◆ **Extract**:
%%
Using these two cornerstones, what is the gold standard of VR movie? Simple: interactive real-time computer-generated experiences, i.e., VR video games. VR video games are full solid angle by nature, and if users properly calibrated their displays, they also show proper distortion-free 3D, at least as long as developers don’t screw up. (I won’t name names here, but I’ve seen some very bad stuff among the current Oculus Rift demos. Fortunately, the market will soon weed those out.) Since video games rely too much on interactivity to scratch the same itch as watching a movie, the closest thing to perfect VR movies right now are Half-Life-style cutscenes, where the viewer can freely move and look around while scripted events are unfolding, and the developers took great care to make sure viewers don’t miss important things by wandering off (watch the excellent Half-Life 2 embedded commentaries to learn what exactly goes into that).
So what’s the difference between VR video games as movie-like experiences and stereo movies? The former are free-viewpoint video, i.e., the viewer can change viewing position and direction dynamically after the movie has been produced, whereas the former have baked-in stereo, i.e., they show a 3D scene from a fixed viewpoint and using fixed viewing parameters, which cannot be changed afterwards and only look correct if viewed using the exact same parameters. Machinima is a good illustration: if machinima movies were distributed as script files that are viewed live inside the game engine that produced them, they would be VR movies; if they are rendered into (stereo or mono) movie files and viewed on YouTube, they are not.
To reiterate: stereo movies can only be watched properly if the projection parameters used during production precisely match those used during viewing (the old toe-in vs. skewed frustum debate is just one little aspect of that larger issue). That’s why I don’t call them 3D, and that’s why they don’t work in VR (with “work” defined as above).
Let’s assume there exists some camera rig that can capture completely seamless full-solid-angle video, to cover the panoramic aspect. How could this rig be used to capture stereo video? In regular stereo filming, there are two cameras side-by-side, approximating the average viewing parameters used during playback, i.e., approximating the position of the viewers’ eyeballs. But if the viewer is free to look around during playback, how can the fixed camera positions used during recording match that? Spoiler alert: they can’t. Now, there are approximations to create stereo movies that provide some sense of depth for 360° panoramic projection — but notice I’m using the 2D term “360°” here, on purpose. That’s because those methods account for viewers looking around horizontally, i.e., for yaw, but they don’t account for viewers looking up or down, i.e., for pitch, or at least they don’t right now. But even if the approximations did account for pitch (which would be a straightforward extension), there are two things they can not account for: head tilt, i.e., roll, and translation.
Let’s talk roll first. When viewing a stereo picture, the displacement vector between the left and right views must be parallel to the line connecting the viewer’s pupils. Do a simple experiment: look at a stereo picture, or go see a stereo movie, and tilt your head 90° to the left or right. Boom, stereo gone, instant eye pain. With baked-in stereo, there is no way to account for different roll angles short of rotating the entire video with the viewer, which would be a recipe for instant nausea (think about it).
%%
◆ **Task 1**: Copy out every one of the rows below word for word, leaving the pictures out of your answer.

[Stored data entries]
%%
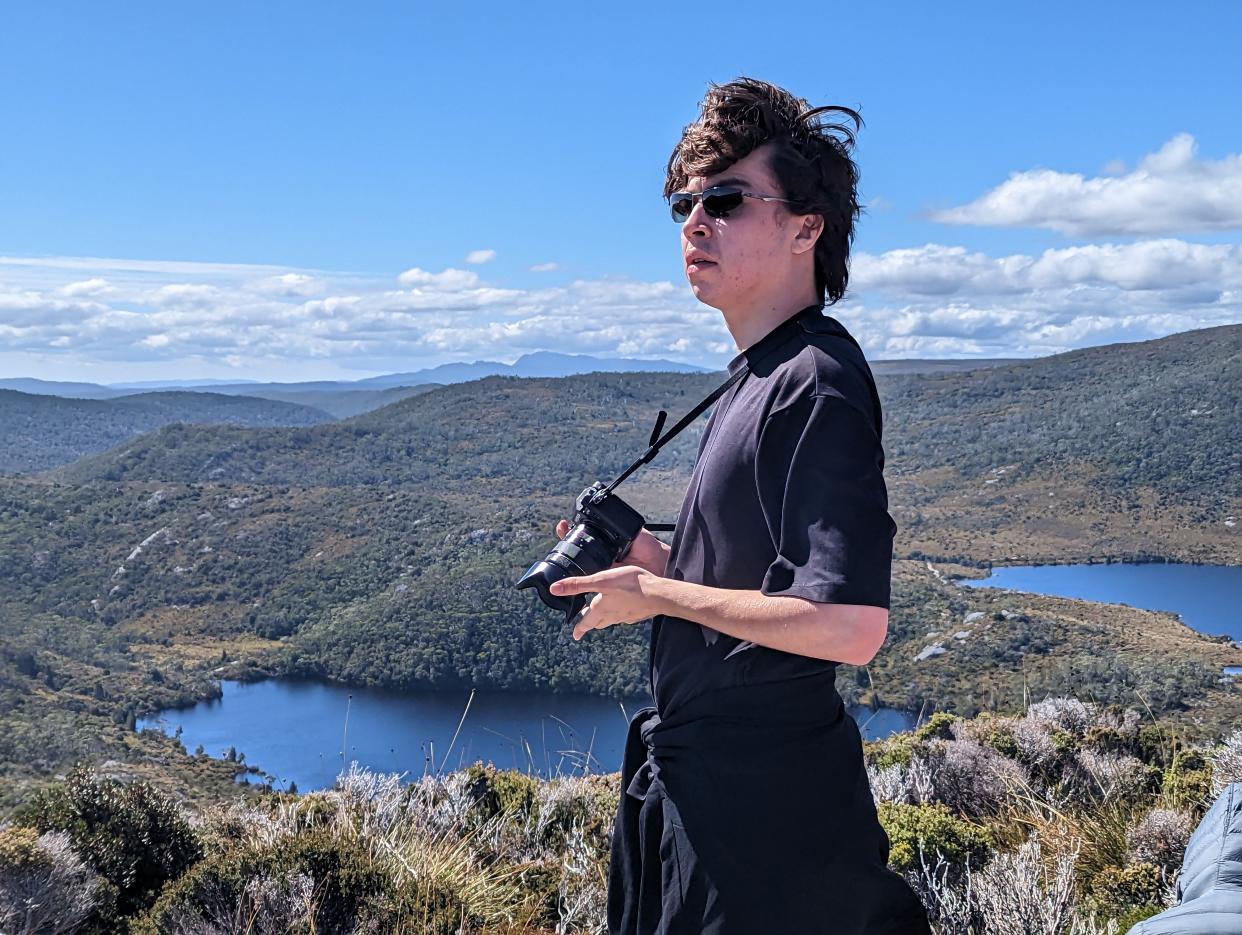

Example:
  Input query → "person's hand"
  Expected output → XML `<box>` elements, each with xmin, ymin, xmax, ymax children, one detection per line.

<box><xmin>548</xmin><ymin>565</ymin><xmax>660</xmax><ymax>639</ymax></box>
<box><xmin>556</xmin><ymin>519</ymin><xmax>668</xmax><ymax>577</ymax></box>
%%
◆ **Task 2**: Summarize the text on VR movies in two sentences.

◆ **Solution 1**:
Example:
  Input query → "person's hand"
  Expected output → XML `<box>` elements, each with xmin, ymin, xmax, ymax children, one detection per line.

<box><xmin>548</xmin><ymin>565</ymin><xmax>660</xmax><ymax>639</ymax></box>
<box><xmin>556</xmin><ymin>519</ymin><xmax>668</xmax><ymax>577</ymax></box>

◆ **Solution 2**: Interactive real-time VR video games are the gold standard of VR movies because viewers can change viewing position and direction freely, whereas stereo movies have baked-in stereo that looks correct only when the viewing parameters match those used in production. Current stereo approximations for 360° panoramic video account for yaw but not yet pitch, and they cannot account for head roll or translation, since tilting the head breaks the stereo effect.